**Testo da analizzare:**
Nella sinistra sociale e politica, cioè, si è spesso ritenuto che altro dovesse essere il centro della propria attenzione. In questi due anni si è cioè sempre atteso la prossima conclusione dello stato d’emergenza, o almeno un calo strutturale della curva pandemica, avrebbe finalmente posto all’attenzione sociale e nel dibattito politico la questione della crisi, dello sblocco dei licenziamenti e dell’occupazione, con la possibilità quindi di una ripresa del conflitto e dello sviluppo di un’opposizione al nuovo governo Draghi. Come, in fondo, si è annunciato con la manifestazione #insorgiamo a Firenze, convocata dal Collettivo di fabbrica GKN, e con il ritorno dopo molti anni di uno sciopero generale unitario del sindacalismo di base che sembrava poter intercettare una dimensione di massa. In qualche modo, cioè, si è ritenuto che il versante dell’opposizione al governo per le sue politiche economiche fosse quello reale, quello che si occupa dei problemi della classe, mentre la riflessione e l’azione sul piano della pandemia era sostanzialmente relegata a questione transeunte, al fondo interclassista e quindi inessenziale [pensiamo allo stupore ed il fastidio, in rete e nel quotidiano, sul fatto che ci si incazza sul green pass, ma non sull’aumento delle bollette]. Cioè, non sapendo proporre un’analisi ed una riflessione di classe sulla gestione sanitaria, si è spesso ritenuto che queste questioni non interessassero la classe lavoratrice e, al fondo, fossero solo problemi di natura piccolo borghese [dal momento che dominanti, nella comunicazione e nella riflessione pubblica, vi erano temi e parole d’ordine di matrice reazionaria, centrate sull’autonomia individuale e la libertà di scelta].

**Informazioni:**
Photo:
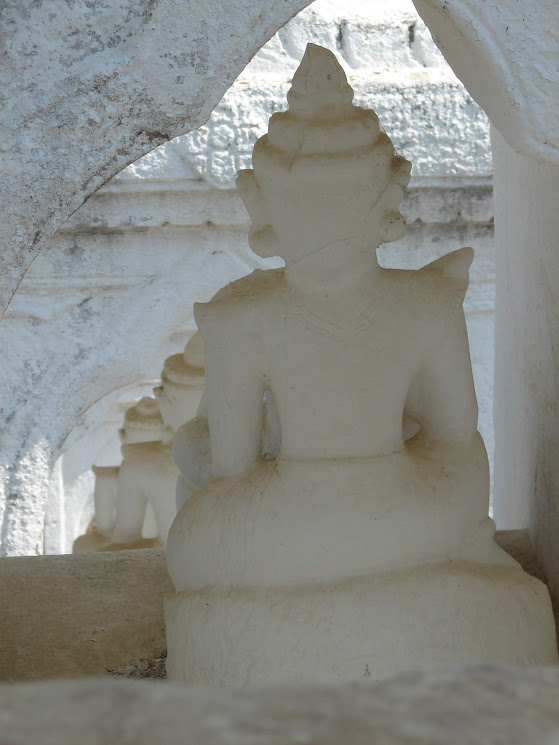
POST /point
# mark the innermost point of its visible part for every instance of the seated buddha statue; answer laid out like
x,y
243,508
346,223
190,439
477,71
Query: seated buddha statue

**Consegna A:** Elenca le questioni che, secondo il brano sulla sinistra e la pandemia, ci si attendeva venissero poste all'attenzione sociale e nel dibattito politico con la conclusione dello stato d'emergenza.
**Consegna B:** Prosegui il brano sulla sinistra e la pandemia a partire dalla sua ultima frase.
I record sono un materiale a sé, distinto dal testo.

**Risultato A:** La crisi, lo sblocco dei licenziamenti e l'occupazione.

**Risultato B:**
Eppure, fin dalla scorsa primavera (terza ondata) era evidente che la pandemia covid19 non ci avrebbe abbandonato in tempi brevi (a fronte, per di più, della diffusione di varianti molto più contagiose ma non più miti del ceppo originariamente diffusosi da Wuhan). Eppure, sin da agosto, era evidente che la scelta di introdurre il Green pass a scuola e in università avrebbe portato a usare questo strumento su tutto il mondo del lavoro. L’insieme della sinistra politica e sindacale, tutti noi, non abbiamo colto da una parte che la scelta sui vaccini coinvolgeva profondamente singoli e comunità (interessando materialmente la propria salute, il rapporto con il proprio corpo e la propria vita), dall’altra che in ogni caso il green pass non agisce solo nella regolazione degli spazi pubblici, ma anche sui rapporti di classe, non solo quelli generali ma anche quelli concreti nelle imprese e negli uffici del paese. Questa sottovalutazione, dobbiamo ammetterlo, è stata diffusa, è stata anche nostra, ed è stata un errore.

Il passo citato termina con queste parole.